Aim
Can you reproduce, word for word, everything in the entries below from the line containing "worker in the" down to the line containing "[0,67,370,219]", with both of those lines included?

────────────────────────────────────────

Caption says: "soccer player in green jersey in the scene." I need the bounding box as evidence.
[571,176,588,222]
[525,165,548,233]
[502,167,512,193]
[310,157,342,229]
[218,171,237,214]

────────────────────────────────────────

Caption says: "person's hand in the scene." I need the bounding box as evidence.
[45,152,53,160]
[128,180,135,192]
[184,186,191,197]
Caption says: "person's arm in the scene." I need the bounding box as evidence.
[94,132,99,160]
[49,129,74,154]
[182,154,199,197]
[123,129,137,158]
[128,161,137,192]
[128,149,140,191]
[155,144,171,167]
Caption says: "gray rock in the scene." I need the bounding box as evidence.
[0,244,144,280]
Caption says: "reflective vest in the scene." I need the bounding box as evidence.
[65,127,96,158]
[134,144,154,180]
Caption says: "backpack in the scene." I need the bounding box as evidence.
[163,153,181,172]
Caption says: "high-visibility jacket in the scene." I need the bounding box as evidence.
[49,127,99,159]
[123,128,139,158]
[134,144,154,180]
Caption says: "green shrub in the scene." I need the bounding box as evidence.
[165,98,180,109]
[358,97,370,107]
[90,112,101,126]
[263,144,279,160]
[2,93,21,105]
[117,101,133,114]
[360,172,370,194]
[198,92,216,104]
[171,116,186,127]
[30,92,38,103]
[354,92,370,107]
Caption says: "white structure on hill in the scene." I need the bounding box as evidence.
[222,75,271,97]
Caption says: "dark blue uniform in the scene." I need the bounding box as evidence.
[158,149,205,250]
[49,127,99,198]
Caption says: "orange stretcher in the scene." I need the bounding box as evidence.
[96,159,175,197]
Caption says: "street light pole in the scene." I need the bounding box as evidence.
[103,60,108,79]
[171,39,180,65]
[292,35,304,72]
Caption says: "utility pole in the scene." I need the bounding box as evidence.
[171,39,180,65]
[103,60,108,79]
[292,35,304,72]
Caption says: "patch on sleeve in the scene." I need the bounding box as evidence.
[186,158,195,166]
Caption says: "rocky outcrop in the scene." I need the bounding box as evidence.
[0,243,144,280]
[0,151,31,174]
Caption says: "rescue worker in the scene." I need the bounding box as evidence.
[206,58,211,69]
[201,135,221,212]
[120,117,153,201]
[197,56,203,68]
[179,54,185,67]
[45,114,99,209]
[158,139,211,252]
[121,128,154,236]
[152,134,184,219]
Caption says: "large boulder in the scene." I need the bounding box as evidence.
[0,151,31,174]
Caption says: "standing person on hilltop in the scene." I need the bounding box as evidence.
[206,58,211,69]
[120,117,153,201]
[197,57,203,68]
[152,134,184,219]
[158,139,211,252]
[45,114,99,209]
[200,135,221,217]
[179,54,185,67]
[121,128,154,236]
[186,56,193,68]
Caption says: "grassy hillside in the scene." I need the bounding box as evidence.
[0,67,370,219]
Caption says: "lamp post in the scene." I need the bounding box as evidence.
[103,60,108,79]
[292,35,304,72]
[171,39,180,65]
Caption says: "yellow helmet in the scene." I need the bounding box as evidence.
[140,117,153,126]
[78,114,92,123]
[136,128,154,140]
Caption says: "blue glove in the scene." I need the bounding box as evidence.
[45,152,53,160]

────────────────────────────────────────

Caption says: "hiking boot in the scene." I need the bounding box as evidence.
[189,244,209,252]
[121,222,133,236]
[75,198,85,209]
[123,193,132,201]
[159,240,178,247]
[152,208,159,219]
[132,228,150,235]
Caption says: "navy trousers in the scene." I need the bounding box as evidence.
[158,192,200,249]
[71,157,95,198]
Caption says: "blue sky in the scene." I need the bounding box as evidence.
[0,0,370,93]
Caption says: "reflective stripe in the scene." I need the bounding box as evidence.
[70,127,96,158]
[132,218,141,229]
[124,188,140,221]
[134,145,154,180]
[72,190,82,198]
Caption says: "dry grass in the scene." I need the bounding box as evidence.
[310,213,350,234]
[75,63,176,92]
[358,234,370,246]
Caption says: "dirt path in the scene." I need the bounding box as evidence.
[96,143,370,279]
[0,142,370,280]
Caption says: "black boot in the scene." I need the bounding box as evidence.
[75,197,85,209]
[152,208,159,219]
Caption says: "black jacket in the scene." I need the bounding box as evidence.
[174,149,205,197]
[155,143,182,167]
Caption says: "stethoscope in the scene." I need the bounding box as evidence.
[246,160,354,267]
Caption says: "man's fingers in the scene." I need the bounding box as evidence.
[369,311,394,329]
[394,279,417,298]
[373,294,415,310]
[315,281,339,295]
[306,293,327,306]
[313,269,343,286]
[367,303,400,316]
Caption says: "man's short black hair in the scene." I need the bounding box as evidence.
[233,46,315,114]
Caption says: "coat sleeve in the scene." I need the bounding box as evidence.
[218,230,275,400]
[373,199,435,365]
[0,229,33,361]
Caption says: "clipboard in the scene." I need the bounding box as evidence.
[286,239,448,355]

────────────────────────────────────────

Answer to the task
Caption says: "rescue worker in the scene." I need the bounding box as evidence.
[206,58,211,69]
[201,135,221,212]
[120,117,153,201]
[197,56,203,68]
[179,54,185,67]
[45,114,99,209]
[158,139,211,252]
[121,128,154,236]
[152,134,184,219]
Caption says: "large boulder in the scene." I need the bounding box as evidence.
[0,151,31,174]
Caption says: "standing person on hilltop in the scene." I need the bounding box as evidence.
[206,58,211,69]
[120,117,153,201]
[197,57,203,68]
[152,134,184,219]
[158,139,211,252]
[45,114,99,209]
[200,135,221,217]
[179,54,185,67]
[121,128,154,236]
[186,56,193,68]
Caption says: "grassy hillside in the scene." I need the bounding box as evidence.
[0,67,370,219]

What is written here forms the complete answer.